DIRECTION 1:
In the Detroit Beatdown reviews, which track did djfunk first buy the compilation for?
DIRECTION 2:
From the Detroit Beatdown reviews, extract the passage that opens with the words containing "December 30, 2011" and closes with "in this one.".

*** DOCUMENT ***

Norm Talley's "Change" contains samples of underground gay classic "Carl Bean - I Was Born This Way" (1977).
djfunk

djfunk

September 12, 2014
referencing Detroit Beatdown (Volume One), 3xLP, Comp, 3ELP 001
I bought this in the first place for the Darren Abrams - Loose Piano track, but this compilation is a statement in Detroit's music history, so many fine talents gathered for this project and luckily vinyl only released on this single compilation
Pistachios

Pistachios

December 30, 2011
referencing Detroit Beatdown (Volume One), 3xLP, Comp, 3ELP 001
I have to echo the love the other discogs users have given this selection in their comments. This compilation is way more than you may expect from a collection of downtempo detroit house cuts. There is plenty of imagination shown by all producers involved and a lot of warmth in the music too. Another standout element is some of the sampling on these tracks - a real disco feel but not the kind of dull 're-edit' disco that is being produced by the truckload the moment. These track may be slow and long but you know you're listening to talented producers when you still want the groove to go on for at least a few more minutes. Invest some quality listening-time in this one.

*** SUPPLIED INFORMATION ***

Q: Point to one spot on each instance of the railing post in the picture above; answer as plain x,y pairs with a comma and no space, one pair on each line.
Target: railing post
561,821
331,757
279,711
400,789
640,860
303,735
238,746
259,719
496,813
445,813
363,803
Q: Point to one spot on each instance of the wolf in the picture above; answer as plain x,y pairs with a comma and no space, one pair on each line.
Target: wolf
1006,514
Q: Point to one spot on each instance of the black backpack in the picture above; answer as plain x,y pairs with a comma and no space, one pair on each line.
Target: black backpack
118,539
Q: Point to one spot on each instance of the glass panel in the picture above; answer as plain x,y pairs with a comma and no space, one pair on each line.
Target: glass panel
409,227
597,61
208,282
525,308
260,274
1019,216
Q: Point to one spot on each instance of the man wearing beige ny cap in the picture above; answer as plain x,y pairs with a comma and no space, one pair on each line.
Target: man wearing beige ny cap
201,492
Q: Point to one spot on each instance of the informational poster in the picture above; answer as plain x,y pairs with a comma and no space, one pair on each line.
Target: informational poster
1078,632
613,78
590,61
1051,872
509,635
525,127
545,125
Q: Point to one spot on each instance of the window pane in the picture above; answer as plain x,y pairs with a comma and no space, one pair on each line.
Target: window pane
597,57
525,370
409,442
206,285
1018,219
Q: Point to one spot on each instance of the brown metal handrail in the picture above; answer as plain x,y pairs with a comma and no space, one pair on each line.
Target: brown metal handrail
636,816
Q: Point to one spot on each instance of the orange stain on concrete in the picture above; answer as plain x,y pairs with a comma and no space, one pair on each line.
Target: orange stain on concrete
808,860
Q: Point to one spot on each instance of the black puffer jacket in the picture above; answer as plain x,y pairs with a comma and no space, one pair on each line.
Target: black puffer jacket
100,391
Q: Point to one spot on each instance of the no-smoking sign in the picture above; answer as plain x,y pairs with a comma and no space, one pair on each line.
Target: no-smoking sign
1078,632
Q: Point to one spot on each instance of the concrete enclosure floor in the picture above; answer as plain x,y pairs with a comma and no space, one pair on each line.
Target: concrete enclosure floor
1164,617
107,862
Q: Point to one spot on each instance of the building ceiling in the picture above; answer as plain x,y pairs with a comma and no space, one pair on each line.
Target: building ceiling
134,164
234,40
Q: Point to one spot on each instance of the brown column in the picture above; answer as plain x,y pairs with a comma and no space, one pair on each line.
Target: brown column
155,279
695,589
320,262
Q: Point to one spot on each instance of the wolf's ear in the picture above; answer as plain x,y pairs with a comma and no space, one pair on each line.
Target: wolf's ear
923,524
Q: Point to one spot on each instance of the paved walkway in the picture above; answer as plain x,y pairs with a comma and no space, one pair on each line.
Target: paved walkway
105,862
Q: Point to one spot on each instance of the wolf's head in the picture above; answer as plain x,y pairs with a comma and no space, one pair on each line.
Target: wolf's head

***

FULL ANSWER 1:
The Darren Abrams - Loose Piano track.

FULL ANSWER 2:
December 30, 2011
referencing Detroit Beatdown (Volume One), 3xLP, Comp, 3ELP 001
I have to echo the love the other discogs users have given this selection in their comments. This compilation is way more than you may expect from a collection of downtempo detroit house cuts. There is plenty of imagination shown by all producers involved and a lot of warmth in the music too. Another standout element is some of the sampling on these tracks - a real disco feel but not the kind of dull 're-edit' disco that is being produced by the truckload the moment. These track may be slow and long but you know you're listening to talented producers when you still want the groove to go on for at least a few more minutes. Invest some quality listening-time in this one.